## TEXT SEGMENT:
##############################

For the Ask-Me-Anything series, we invite ML practitioners to share their experiences with the Evidently Community.
We chatted about how orchestration tools evolved, their place within the MLOps landscape, the future of data pipelines, and building an open-source project amidst the economic crisis.
Sounds interesting? Read on for the recap of the AMA with Rick.
Data orchestration and pipelines
For the uninitiated, what is data orchestration? And how does it fit within the MLOps landscape?
Data orchestration can be thought of as the activity of executing various tasks with the aim of getting to a certain end state.
Different people hold different definitions, but the concept of a DAG is very common. DAG stands for a directed acyclic graph. This refers to how these tasks are often modeled: as a graph that in its entirety defines which tasks need to be executed in which order.
You can think of tasks as scripts or functions. They generally do something or produce a result.
To make this more practical, a task in a DAG — or a task that gets orchestrated — could be anything data related. For example, it could fetch a data frame from a database by executing SQL from a Python context. It could query data from a REST API endpoint over HTTP or mathematically optimize parameters by fitting a model to training data. Really it's just code executing a task in the context of something we consider part of the subset of "data tasks."
As for how it fits into MLOps, in my opinion, in MLOps, many tasks can still be most easily modeled as a batch process that runs a set of tasks related to one another. For example, if you want to retrain a model on new data, you can have a set of tasks that:
- get the new data from some location,
- preprocess that data in a way consistent with how data of the old model was preprocessed,
- train an actual model on the newly acquired data,
- evaluate the model for properties like drift (go Evidently, yay!),
- store the trained model somewhere.
Not all MLOps is data orchestration. Disjoint areas are things like inference endpoint serving (e.g., FastAPI auto-horizontally scaled) or a streaming system using edge functions for real-time prediction using Kafka streams. These kinds of tasks don't fit the model of batch processing.
Can you please briefly explain how orchestration tools have evolved? As there are many today. In your opinion, how has opting for a particular tool changed?
Great question! We've come a long way from orchestration just being a "more advanced cron."
One thing I'm particularly happy with in the case of Orchest is that we're making proper use of all the incredible innovation in the container technology space. Proper isolation (which is part of why we build operating systems the way we do) is key to having a reliable and robust system.

##############################

## RECORDS SHOWN:
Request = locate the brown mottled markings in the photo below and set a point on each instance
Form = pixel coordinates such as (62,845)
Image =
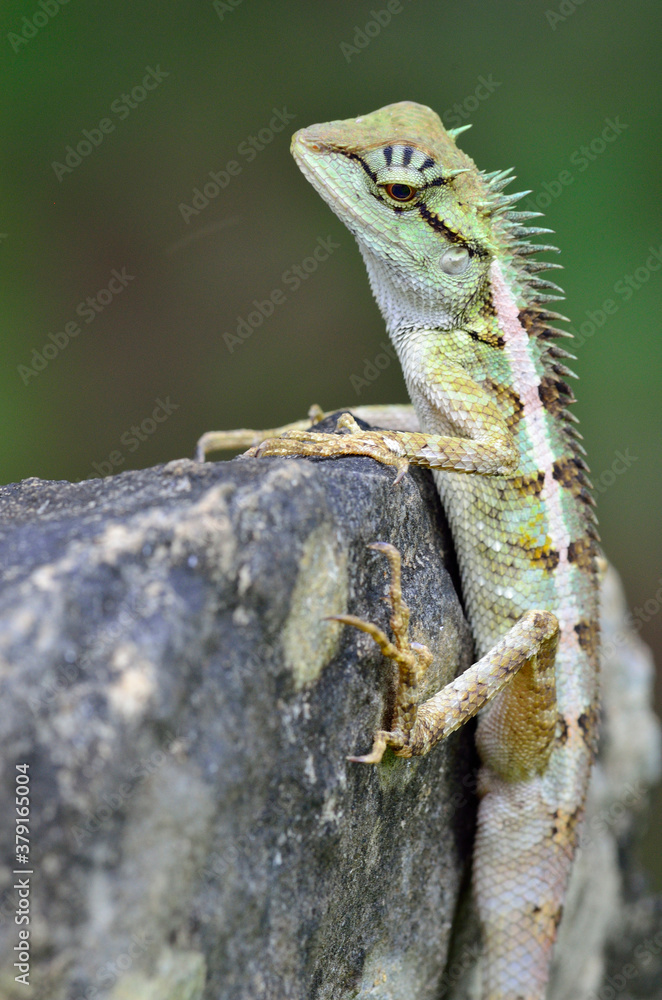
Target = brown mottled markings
(546,558)
(532,322)
(564,825)
(588,634)
(561,729)
(582,553)
(486,336)
(529,486)
(521,486)
(569,472)
(509,403)
(554,395)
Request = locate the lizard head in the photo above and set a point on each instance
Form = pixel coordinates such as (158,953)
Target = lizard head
(419,208)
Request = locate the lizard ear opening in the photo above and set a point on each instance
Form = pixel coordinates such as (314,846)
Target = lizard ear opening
(455,260)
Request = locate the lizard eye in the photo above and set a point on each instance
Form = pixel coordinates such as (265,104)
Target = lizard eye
(400,192)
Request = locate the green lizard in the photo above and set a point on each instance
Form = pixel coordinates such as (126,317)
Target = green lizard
(449,263)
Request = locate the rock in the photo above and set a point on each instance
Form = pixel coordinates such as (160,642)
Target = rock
(185,713)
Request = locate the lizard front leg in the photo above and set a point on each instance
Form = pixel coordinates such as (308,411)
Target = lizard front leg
(394,416)
(520,867)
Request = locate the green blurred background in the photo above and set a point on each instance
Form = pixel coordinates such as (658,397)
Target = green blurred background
(538,78)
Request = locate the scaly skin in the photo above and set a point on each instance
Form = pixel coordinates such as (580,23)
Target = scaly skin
(449,264)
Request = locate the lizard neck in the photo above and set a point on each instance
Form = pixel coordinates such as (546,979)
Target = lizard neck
(403,305)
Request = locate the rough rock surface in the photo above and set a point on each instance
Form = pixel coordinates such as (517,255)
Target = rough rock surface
(186,715)
(195,829)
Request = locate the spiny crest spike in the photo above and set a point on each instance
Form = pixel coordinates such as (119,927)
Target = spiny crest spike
(523,216)
(454,132)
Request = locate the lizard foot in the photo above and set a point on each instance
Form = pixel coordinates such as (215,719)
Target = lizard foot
(351,440)
(412,660)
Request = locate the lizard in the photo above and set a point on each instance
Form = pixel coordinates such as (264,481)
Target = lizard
(449,260)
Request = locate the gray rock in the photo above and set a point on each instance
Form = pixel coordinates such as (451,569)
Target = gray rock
(195,828)
(186,714)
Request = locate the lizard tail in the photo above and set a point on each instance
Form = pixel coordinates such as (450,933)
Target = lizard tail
(523,856)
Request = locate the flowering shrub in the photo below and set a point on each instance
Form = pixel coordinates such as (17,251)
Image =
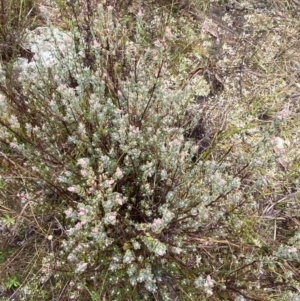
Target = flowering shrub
(105,140)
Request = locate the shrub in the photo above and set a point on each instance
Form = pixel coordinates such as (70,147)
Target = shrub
(102,146)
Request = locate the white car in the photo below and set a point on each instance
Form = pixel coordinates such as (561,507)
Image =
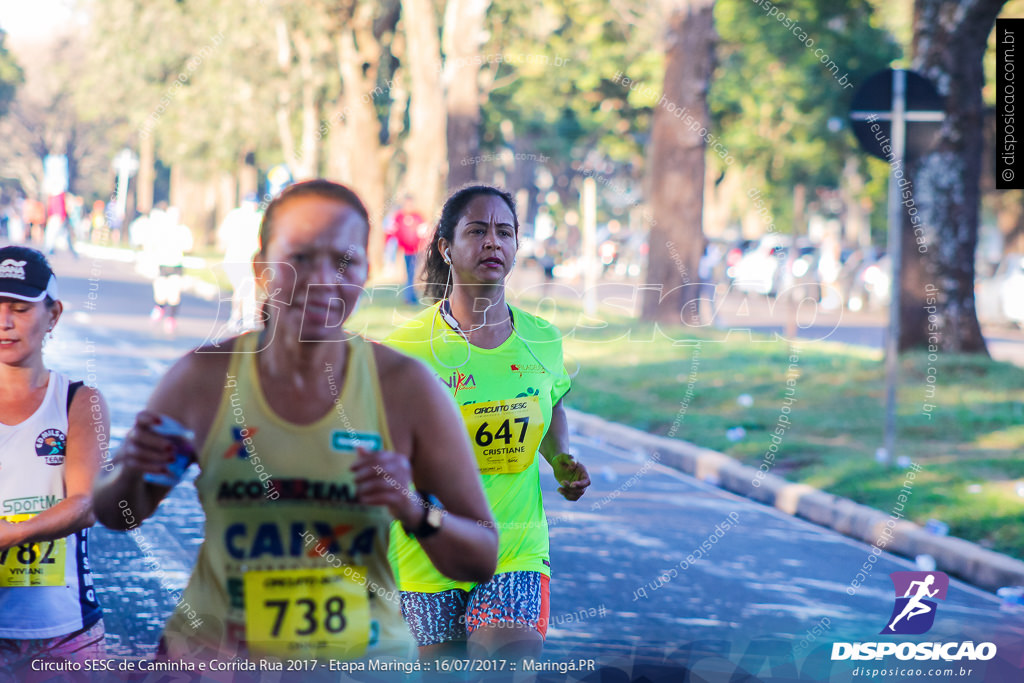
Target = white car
(1000,298)
(760,268)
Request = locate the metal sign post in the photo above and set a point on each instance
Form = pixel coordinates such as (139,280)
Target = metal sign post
(894,110)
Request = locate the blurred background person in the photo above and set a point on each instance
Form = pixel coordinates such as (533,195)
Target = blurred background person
(239,238)
(166,243)
(57,228)
(34,217)
(410,230)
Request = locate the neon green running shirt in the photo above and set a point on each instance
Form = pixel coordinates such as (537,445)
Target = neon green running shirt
(505,395)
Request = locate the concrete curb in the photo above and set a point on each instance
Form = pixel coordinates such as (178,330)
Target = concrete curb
(975,564)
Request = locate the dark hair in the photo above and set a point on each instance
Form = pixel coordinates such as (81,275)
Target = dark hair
(435,271)
(316,187)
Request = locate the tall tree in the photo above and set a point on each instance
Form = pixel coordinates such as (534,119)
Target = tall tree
(676,169)
(949,42)
(426,145)
(464,35)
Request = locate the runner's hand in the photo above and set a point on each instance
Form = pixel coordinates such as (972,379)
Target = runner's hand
(382,477)
(571,474)
(144,451)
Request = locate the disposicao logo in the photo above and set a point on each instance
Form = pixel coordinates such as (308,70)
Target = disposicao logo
(913,612)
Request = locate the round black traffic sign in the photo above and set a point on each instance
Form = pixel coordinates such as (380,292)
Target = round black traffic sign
(876,97)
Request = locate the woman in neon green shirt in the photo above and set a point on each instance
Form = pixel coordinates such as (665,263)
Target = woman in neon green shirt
(504,368)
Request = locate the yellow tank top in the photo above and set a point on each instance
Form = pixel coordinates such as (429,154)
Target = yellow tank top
(291,564)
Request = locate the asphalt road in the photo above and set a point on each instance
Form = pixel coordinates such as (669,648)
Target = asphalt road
(633,588)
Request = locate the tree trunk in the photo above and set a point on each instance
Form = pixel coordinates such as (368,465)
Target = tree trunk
(949,42)
(309,167)
(677,166)
(283,113)
(248,174)
(359,131)
(464,35)
(146,173)
(426,147)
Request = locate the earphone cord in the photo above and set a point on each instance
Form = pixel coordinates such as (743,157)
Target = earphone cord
(433,323)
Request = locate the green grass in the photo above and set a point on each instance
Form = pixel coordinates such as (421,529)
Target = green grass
(632,373)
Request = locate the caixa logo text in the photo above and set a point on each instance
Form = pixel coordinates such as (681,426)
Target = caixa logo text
(952,651)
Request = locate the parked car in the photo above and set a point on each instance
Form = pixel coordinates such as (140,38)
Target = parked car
(877,280)
(852,284)
(759,270)
(799,274)
(1000,298)
(734,254)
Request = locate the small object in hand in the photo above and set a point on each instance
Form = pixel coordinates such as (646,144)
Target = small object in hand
(925,562)
(183,452)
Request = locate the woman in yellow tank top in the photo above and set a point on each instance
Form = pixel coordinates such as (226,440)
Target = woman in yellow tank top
(309,440)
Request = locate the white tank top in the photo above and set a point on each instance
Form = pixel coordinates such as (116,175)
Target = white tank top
(45,588)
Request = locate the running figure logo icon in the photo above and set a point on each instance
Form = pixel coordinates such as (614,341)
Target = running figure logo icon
(913,613)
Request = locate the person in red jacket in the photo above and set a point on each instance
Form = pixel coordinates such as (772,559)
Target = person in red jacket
(410,228)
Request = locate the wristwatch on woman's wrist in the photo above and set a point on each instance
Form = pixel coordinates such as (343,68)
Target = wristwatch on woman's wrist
(433,514)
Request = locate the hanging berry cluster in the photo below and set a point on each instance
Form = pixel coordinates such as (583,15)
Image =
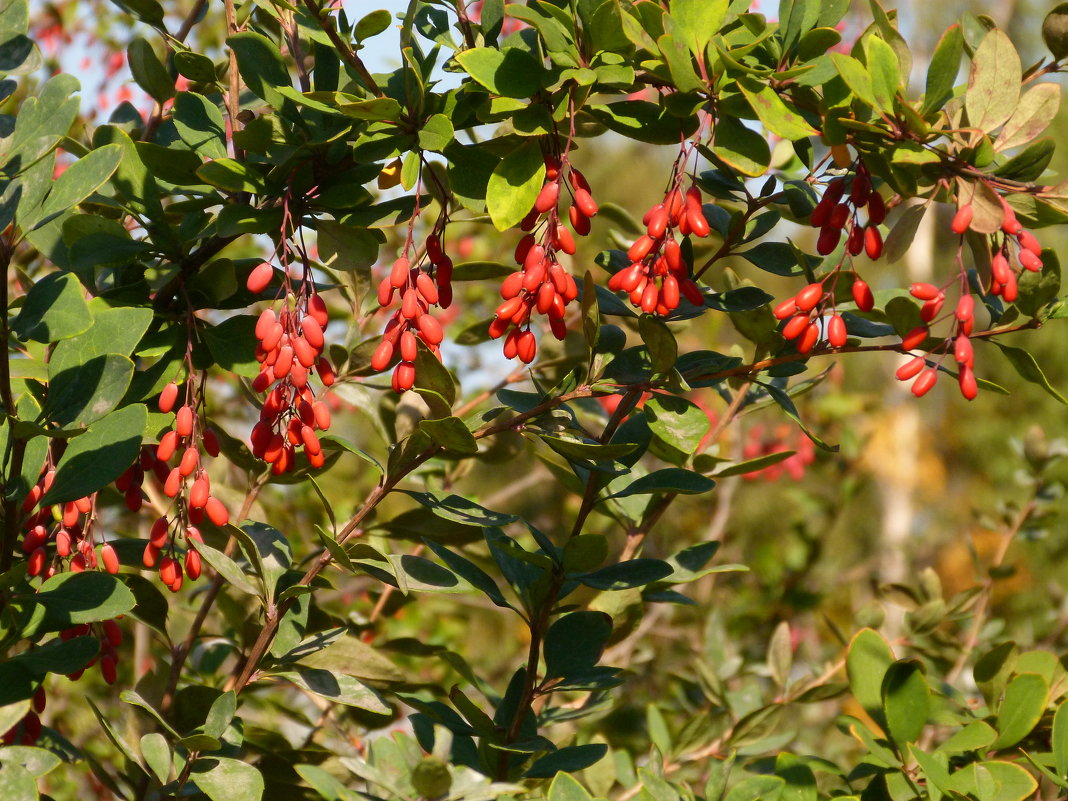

##############################

## WHAT IS ASKED:
(a) Translate this sentence from the data orchestration AMA into Spanish: "You can think of tasks as scripts or functions."
(b) Write out the stretch of the data orchestration AMA from "Not all MLOps" through "particular tool changed?".
The data here was taken from a different source than the text.

## WORKED ANSWERS:
(a) Puedes pensar en las tareas como scripts o funciones.

(b)
Not all MLOps is data orchestration. Disjoint areas are things like inference endpoint serving (e.g., FastAPI auto-horizontally scaled) or a streaming system using edge functions for real-time prediction using Kafka streams. These kinds of tasks don't fit the model of batch processing.
Can you please briefly explain how orchestration tools have evolved? As there are many today. In your opinion, how has opting for a particular tool changed?